### EXERCISE REQUIREMENTS
Count the lines of the records below that contain the string "column", treating uppercase and lowercase as different, and give only the number.
##### DATA SUPPLIED
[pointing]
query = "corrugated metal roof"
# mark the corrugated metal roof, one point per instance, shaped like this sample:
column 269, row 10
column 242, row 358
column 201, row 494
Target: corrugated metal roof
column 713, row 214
##########
### OUTPUT OF THE TASK
4